***** Document section

THE LAB #1: Scraping data from an app

Excerpt

How to inspect the network traffic of an app with Fiddler Everywhere and scrape the data from its servers.


This is the first post of “THE LAB”: in this series, we’ll cover real-world use cases, with code and an explanation of the methodology used.

Why scrape data from an app?

I usually write in this newsletter about how to extract data from websites but what if our target is an app with no web interface? Or if the website is too complex to scrape and, knowing the target has an app, we want to test if there’s another door to access the data.

Since we cannot see the source code of the app, we must intercept the requests made from it to its servers and try to replicate them in our scraper.

To do so, we need a network traffic analysis tool. In this post, we’ll use Fiddler Everywhere to support us, but there’s plenty of similar software on the market, like Wireshark.

How Fiddler Everywhere works

Fiddler works like a “man-in-the-middle” between your target app and its servers.

[

How Fiddler works

](https://substackcdn.com/image/fetch/f_auto,q_auto:good,fl_progressive:steep/https%3A%2F%2Fbucketeer-e05bbc84-baa3-437e-9518-adb32be77984.s3.amazonaws.com%2Fpublic%2Fimages%2F1689fd0e-c090-4abb-a8f2-ae363ae5fca9_825x424.png)

How Fiddler works

First of all, we need to install Fiddler on our computer and set it up to decrypt HTTPS traffic, as described on this page.

The second step is to find out the IP of our computer and configure the network on our mobile phone, where the app is installed, to use our computer as a proxy, using the port opened by Fiddler to route the network traffic.

From now on, every request made by our mobile to external servers will be shown in Fiddler. This is extremely interesting to understand what happens after the installation of a new app and to find out hidden calls to external services we are not aware of.

**********
***** Data lines

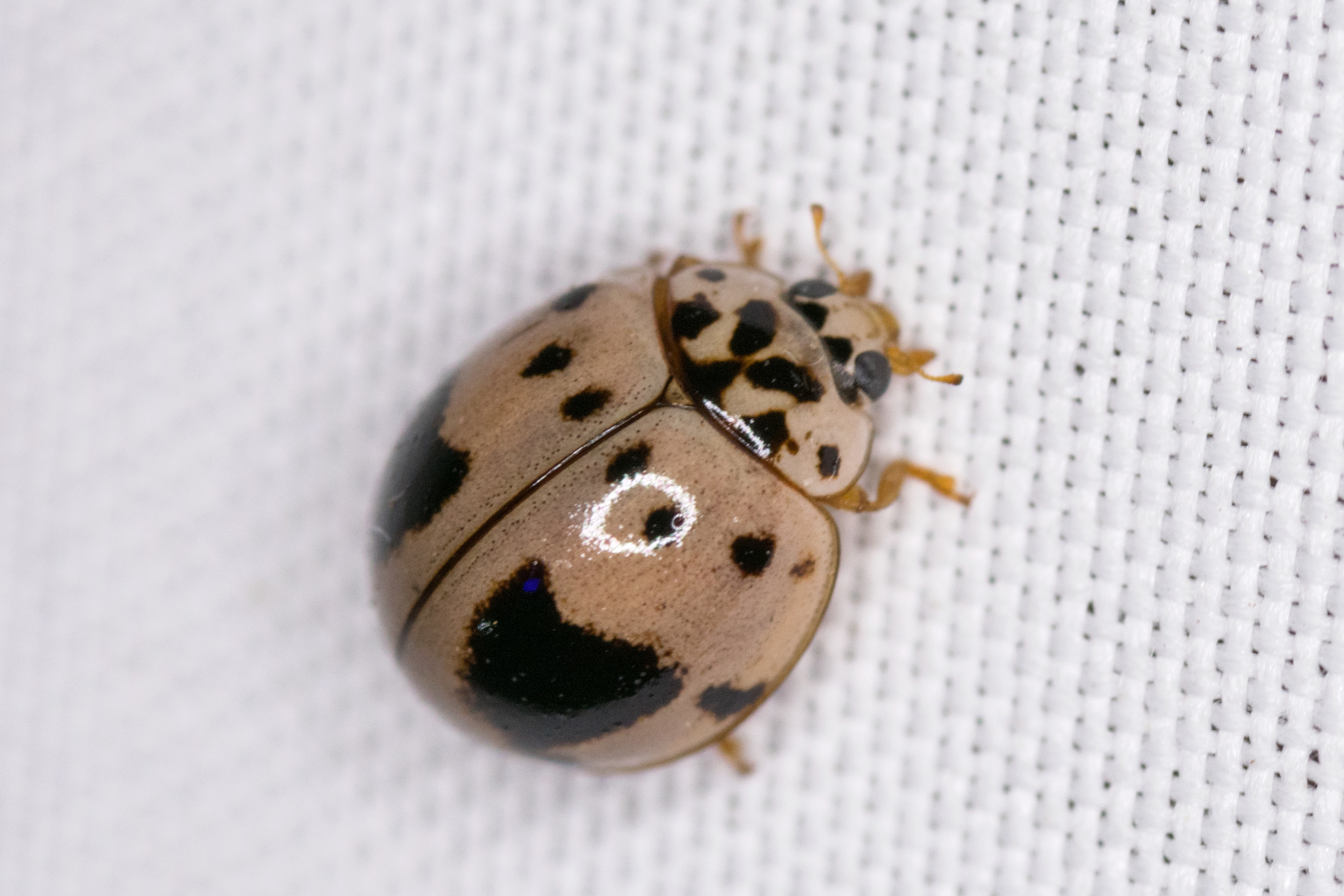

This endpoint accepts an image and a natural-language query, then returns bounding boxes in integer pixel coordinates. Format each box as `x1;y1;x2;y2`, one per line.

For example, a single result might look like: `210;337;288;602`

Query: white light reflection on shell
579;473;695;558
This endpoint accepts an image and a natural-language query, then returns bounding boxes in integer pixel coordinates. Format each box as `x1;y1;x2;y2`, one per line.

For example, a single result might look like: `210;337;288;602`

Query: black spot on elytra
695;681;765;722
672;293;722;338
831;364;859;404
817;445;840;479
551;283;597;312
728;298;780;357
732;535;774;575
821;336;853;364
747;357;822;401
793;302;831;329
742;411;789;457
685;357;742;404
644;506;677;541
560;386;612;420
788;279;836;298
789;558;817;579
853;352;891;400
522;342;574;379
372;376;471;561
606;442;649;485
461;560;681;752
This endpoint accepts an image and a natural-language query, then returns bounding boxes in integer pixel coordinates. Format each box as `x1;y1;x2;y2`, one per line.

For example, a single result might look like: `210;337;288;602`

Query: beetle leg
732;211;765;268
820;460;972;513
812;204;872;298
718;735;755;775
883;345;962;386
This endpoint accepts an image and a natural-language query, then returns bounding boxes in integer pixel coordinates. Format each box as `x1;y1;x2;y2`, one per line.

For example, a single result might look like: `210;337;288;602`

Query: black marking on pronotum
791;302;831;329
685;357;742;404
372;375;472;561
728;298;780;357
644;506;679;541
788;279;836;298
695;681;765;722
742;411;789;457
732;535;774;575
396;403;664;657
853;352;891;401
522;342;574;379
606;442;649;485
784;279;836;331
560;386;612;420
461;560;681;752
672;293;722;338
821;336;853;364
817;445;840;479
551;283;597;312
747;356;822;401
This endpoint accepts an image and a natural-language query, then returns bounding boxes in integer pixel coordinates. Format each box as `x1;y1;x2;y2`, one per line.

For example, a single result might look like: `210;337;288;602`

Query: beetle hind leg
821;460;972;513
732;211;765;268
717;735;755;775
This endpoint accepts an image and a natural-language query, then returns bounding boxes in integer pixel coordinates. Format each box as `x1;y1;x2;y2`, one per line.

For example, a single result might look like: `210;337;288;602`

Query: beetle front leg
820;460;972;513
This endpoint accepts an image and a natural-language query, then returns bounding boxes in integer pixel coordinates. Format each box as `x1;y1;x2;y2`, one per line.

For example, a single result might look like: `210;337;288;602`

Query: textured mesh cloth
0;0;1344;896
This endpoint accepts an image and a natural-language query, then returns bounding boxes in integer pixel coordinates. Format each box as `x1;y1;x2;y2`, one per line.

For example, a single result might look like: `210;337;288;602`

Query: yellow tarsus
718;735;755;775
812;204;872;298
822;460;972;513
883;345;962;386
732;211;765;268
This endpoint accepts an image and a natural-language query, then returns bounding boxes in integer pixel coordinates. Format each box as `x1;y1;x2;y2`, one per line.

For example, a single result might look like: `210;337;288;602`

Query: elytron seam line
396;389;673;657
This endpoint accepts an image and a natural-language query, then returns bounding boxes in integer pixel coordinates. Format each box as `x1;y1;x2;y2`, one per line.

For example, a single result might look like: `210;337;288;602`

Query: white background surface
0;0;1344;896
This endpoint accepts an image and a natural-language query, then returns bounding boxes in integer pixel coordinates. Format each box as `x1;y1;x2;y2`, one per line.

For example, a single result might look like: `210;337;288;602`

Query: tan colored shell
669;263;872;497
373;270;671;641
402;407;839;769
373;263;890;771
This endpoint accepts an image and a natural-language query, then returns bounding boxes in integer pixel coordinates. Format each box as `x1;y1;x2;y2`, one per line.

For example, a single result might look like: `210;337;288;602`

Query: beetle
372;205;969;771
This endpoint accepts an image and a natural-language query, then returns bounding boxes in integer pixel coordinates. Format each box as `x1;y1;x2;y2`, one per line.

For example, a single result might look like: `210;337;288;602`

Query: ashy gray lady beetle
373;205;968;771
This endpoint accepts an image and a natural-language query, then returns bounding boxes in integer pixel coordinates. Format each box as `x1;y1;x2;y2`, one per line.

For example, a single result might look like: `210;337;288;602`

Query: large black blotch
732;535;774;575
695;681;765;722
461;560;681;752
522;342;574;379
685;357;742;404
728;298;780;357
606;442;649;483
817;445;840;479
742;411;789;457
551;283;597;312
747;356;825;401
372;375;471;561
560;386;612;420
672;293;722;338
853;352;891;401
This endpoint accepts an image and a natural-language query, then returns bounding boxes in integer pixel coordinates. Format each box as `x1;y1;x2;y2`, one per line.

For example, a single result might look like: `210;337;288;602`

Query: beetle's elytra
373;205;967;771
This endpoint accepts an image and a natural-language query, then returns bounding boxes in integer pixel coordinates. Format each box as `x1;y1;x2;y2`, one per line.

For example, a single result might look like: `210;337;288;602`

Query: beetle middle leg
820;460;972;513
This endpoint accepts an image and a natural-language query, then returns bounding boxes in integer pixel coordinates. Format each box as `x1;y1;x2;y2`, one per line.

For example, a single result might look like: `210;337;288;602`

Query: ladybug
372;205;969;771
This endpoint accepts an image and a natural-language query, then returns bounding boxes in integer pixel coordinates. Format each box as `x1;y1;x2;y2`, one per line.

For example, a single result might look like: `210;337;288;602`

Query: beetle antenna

**********

Short task:
Pick up the post on scraping app data with Fiddler Everywhere and keep writing from the point where it stops. Nothing in the material matters for what comes next.

Written answer:
Start scraping from an app: a real case

Going back to our web scraping project, let’s see a real-world case of how to use Fiddler.

We’ll use the app of the well-known streetwear brand Off White as an example, even if they have a website to scrape data from.

Before starting our test, let’s close all the apps on the phone in the background to reduce the noise in the requests made by our phones.

As soon as we open the app, we will see all these requests to Facebook and the Off-White internal API.

[

List of requests from the app

](https://substackcdn.com/image/fetch/f_auto,q_auto:good,fl_progressive:steep/https%3A%2F%2Fbucketeer-e05bbc84-baa3-437e-9518-adb32be77984.s3.amazonaws.com%2Fpublic%2Fimages%2Fe6571316-5044-48c2-85ca-420dfdcea7f2_1905x998.png)

List of requests from the app

Let’s try to open a catalog page to see what happens.

I browsed to man’s ready-to-wear and, after entering the section, noticed this request.

[

](https://substackcdn.com/image/fetch/f_auto,q_auto:good,fl_progressive:steep/https%3A%2F%2Fbucketeer-e05bbc84-baa3-437e-9518-adb32be77984.s3.amazonaws.com%2Fpublic%2Fimages%2F48c6ef70-7f73-4965-a864-fc18025e1294_1912x1021.png)

API requests made by the app

Bingo!

There’s an API that retrieves the product information from the server.

Let’s try to replicate the same request, with the same headers, on a Scrapy project to see if it works.

I’ll start with a basic scraper, that requests only this API call, so after starting a new project in Scrapy, my spider will look like the following.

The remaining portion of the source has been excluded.